EXERCISE: State how many lines in the listing below hold the string "hand"; nothing else is wanted.

Top of PROVIDED DATA

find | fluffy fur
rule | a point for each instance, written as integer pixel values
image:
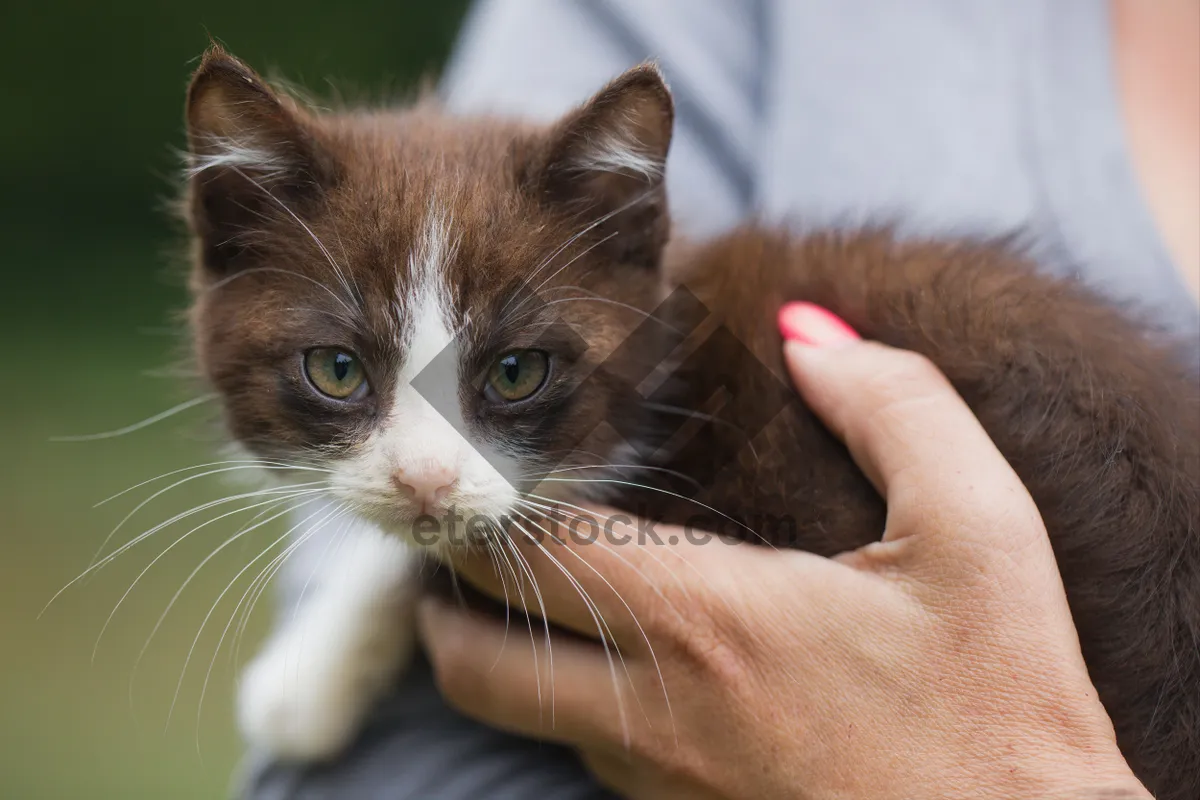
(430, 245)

Bottom of PROVIDED DATA
Top of PROVIDED DATA

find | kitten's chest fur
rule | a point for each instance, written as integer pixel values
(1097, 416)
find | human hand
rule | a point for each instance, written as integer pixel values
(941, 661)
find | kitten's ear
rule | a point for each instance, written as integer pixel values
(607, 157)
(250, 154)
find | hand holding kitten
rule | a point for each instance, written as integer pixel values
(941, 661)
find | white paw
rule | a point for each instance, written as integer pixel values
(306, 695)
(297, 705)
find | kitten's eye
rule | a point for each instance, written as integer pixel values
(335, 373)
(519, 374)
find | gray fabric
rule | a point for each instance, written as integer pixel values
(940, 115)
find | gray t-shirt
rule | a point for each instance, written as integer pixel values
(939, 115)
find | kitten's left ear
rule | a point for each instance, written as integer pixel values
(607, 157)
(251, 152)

Bottom of PROVIDED DATA

SOLUTION: 2